Identify every line in the entries below that contains the string "cloud", and copy each such line in full. Case counts.

════════════════

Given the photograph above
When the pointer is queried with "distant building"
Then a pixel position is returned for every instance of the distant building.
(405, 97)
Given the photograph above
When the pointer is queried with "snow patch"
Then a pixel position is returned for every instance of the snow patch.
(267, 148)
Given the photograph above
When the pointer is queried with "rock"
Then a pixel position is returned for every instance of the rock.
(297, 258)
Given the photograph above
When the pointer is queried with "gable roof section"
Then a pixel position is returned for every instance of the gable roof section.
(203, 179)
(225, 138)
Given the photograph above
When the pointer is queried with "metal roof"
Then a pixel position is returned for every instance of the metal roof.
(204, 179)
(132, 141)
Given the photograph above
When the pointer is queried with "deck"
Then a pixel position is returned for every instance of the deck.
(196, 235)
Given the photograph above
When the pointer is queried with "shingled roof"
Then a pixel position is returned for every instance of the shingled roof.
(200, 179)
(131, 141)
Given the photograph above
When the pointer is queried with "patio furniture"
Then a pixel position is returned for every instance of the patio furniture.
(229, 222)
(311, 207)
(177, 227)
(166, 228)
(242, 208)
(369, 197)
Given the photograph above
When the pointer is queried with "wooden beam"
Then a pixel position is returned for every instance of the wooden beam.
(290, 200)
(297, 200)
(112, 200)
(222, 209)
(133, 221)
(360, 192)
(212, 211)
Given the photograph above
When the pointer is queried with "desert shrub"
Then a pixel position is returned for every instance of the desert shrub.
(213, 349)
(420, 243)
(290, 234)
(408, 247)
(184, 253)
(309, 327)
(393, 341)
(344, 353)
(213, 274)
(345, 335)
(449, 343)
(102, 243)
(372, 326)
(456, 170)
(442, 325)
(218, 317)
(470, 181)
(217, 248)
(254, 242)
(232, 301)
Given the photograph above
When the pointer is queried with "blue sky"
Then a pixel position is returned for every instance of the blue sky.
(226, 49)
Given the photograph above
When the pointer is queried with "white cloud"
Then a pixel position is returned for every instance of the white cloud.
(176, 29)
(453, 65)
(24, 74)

════════════════

ANSWER TO THIS TASK:
When the pointer is queried with "white cloud"
Then a pixel position is returned for every instance of the white cloud.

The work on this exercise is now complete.